**Exercise aim:** Reproduce exactly the lines beginning with the line that contains "Could you point to the woman's eye" and ending at the final line of the material below.

**Record excerpts:**

[start]

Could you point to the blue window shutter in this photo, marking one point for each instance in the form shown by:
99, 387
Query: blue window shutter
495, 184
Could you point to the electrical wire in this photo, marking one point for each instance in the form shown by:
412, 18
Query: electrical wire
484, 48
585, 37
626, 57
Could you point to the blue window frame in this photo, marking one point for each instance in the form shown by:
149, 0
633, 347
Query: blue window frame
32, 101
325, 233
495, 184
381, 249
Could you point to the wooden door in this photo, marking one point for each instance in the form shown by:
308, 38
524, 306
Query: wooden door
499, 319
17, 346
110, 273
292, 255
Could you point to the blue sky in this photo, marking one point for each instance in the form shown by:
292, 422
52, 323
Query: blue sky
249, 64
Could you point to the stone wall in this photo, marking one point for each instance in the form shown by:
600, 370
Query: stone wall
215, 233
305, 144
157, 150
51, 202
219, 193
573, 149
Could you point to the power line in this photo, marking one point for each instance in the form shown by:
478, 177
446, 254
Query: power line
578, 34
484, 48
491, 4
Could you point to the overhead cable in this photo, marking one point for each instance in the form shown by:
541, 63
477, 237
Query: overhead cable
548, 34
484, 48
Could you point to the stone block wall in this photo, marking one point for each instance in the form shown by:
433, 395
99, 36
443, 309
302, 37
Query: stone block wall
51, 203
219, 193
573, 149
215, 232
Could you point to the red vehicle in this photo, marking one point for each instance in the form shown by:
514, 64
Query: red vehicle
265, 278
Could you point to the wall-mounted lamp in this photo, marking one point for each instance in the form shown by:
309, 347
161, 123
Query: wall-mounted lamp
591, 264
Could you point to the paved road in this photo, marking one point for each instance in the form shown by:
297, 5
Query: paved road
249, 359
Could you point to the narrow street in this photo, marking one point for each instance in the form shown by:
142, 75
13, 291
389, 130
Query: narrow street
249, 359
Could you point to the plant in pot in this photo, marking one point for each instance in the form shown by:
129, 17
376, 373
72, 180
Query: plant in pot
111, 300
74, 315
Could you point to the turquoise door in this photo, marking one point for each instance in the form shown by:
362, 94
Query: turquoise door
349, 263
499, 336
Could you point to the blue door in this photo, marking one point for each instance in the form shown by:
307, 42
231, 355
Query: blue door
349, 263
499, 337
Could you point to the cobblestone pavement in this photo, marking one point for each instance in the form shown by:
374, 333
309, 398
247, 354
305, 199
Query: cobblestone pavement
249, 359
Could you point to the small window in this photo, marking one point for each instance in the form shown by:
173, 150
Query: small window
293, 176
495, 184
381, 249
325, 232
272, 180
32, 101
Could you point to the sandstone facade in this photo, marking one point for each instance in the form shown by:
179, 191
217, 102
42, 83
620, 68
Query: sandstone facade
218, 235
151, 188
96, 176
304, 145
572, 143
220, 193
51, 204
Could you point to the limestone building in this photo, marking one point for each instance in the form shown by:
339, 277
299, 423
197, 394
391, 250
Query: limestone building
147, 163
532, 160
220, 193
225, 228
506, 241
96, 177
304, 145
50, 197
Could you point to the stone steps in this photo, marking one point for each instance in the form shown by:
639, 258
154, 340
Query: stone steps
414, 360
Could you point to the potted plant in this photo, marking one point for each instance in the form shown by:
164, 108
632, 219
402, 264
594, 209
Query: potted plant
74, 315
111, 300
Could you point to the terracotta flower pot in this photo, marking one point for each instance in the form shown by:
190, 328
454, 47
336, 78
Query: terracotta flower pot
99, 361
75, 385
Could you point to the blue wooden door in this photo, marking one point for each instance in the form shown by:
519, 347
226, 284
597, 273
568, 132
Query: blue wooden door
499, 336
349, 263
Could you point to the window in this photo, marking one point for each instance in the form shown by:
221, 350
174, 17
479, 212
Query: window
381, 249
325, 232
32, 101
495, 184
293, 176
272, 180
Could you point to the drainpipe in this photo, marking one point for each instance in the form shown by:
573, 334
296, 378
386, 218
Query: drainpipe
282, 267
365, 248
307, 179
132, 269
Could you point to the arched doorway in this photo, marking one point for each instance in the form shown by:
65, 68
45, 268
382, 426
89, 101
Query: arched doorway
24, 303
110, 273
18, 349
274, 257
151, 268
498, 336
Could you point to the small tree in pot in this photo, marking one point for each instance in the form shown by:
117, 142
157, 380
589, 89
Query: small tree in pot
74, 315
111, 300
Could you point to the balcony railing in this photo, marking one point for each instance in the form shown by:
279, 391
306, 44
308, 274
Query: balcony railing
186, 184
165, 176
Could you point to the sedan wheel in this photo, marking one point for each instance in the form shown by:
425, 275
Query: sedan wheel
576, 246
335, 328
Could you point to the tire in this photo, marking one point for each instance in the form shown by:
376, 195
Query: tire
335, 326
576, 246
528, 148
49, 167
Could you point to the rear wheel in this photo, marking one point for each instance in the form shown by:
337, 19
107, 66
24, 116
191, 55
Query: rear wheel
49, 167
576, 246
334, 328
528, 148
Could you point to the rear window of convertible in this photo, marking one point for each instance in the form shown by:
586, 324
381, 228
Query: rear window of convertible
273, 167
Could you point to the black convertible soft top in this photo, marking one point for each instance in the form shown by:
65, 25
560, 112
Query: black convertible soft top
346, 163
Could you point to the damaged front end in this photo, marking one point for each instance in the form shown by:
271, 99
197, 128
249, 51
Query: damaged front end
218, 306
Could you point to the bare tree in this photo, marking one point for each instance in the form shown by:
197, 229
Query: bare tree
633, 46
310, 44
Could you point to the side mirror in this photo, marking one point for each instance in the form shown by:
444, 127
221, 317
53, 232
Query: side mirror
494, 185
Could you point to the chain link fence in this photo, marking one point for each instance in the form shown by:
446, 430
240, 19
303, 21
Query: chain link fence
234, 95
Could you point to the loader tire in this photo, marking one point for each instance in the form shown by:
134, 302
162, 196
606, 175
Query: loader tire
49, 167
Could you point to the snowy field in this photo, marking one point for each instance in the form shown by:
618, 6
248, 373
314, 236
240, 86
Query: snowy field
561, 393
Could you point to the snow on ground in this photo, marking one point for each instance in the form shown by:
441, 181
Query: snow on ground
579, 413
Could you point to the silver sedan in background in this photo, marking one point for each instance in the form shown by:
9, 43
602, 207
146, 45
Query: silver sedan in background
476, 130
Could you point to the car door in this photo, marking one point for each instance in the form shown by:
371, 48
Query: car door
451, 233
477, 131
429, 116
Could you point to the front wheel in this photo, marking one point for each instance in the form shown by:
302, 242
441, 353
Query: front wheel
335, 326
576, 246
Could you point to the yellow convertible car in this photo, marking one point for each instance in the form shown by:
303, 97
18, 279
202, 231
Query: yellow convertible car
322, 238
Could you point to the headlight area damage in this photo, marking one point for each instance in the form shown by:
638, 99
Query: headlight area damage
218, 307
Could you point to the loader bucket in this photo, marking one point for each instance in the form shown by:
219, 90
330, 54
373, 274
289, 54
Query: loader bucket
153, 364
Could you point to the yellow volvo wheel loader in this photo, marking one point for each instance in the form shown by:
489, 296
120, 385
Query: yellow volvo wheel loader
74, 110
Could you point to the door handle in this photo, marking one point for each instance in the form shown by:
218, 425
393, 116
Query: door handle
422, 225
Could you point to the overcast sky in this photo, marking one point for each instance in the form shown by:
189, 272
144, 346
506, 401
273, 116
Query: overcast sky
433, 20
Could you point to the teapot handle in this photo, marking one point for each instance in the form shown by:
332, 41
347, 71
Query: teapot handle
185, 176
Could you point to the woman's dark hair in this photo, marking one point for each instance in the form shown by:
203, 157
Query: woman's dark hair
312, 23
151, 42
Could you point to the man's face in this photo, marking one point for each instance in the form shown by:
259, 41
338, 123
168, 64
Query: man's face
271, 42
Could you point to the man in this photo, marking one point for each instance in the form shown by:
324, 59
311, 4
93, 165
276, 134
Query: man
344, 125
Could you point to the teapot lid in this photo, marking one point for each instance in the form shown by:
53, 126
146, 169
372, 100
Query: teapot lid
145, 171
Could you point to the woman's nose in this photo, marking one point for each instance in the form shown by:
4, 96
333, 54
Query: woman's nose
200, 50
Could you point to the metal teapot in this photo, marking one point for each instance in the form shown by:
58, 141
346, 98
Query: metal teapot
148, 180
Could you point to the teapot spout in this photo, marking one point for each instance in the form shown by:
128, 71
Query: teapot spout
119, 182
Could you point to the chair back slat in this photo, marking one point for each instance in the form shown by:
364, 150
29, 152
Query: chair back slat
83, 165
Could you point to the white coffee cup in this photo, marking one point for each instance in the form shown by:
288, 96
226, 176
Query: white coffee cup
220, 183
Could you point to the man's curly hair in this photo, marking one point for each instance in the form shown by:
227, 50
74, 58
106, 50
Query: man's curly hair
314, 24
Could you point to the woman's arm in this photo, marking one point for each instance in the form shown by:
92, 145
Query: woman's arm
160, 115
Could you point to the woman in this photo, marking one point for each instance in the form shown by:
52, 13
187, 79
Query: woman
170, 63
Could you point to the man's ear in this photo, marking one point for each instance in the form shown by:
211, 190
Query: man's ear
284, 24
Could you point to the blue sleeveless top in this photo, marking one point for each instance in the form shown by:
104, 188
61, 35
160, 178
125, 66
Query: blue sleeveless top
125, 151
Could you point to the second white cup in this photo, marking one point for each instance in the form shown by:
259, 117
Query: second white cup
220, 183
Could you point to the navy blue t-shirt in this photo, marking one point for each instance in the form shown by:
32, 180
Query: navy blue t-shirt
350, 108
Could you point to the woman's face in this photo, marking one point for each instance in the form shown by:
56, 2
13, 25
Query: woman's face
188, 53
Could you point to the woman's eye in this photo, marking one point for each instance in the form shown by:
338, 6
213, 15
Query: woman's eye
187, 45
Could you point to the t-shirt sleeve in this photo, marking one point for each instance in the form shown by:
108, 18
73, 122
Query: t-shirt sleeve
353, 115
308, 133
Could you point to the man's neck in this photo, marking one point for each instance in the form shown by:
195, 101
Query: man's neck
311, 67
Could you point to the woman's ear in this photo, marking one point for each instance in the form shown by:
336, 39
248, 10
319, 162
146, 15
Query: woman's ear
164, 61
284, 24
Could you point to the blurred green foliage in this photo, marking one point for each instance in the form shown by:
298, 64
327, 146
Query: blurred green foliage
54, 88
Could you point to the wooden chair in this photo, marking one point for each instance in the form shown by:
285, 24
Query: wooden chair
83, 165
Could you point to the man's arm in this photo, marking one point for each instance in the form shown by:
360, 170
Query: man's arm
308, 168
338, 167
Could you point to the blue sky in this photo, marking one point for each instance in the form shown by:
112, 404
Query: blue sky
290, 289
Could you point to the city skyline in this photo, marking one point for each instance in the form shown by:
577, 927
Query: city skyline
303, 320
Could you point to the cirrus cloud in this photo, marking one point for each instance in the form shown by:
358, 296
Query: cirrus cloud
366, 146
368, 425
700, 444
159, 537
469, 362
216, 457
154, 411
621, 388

[end]

**Exercise response:**
Could you point to the woman's eye in this photo, marking one point for each instance in the form shown by:
338, 6
213, 15
Query: woman's eye
187, 45
Could you point to the t-shirt sleeve in this photo, marking one point for each instance in the form shown by:
108, 18
73, 122
Query: t-shirt sleeve
353, 115
308, 133
Could you point to the man's neck in this photo, marking one point for each instance in the form shown by:
195, 101
Query: man's neck
311, 67
Could you point to the woman's ear in this photo, marking one point for each instance in the form shown by:
336, 39
248, 10
319, 162
146, 15
Query: woman's ear
164, 61
284, 24
Could you point to the blurred green foliage in this photo, marking one point for each instance in the form shown by:
298, 64
327, 146
Query: blurred green foliage
54, 88
Could you point to the wooden chair in this photo, marking one point for each instance in the form shown by:
285, 24
Query: wooden chair
83, 165
Could you point to the man's arm in this photo, marking one point for each instance in the form shown by:
360, 170
Query: man's arm
308, 168
338, 167
Could you point to the blue sky in this photo, marking one point for each instance in the form shown by:
112, 404
Query: blue sky
290, 289
Could you point to the city skyline in this photo, marking one point for each instance in the form shown by:
577, 927
Query: city skyline
303, 320
Could you point to the cirrus cloud in this photo, marking one point for each instance in the form shown by:
358, 296
Query: cirrus cloud
366, 146
368, 425
700, 444
159, 537
469, 362
216, 457
154, 411
621, 388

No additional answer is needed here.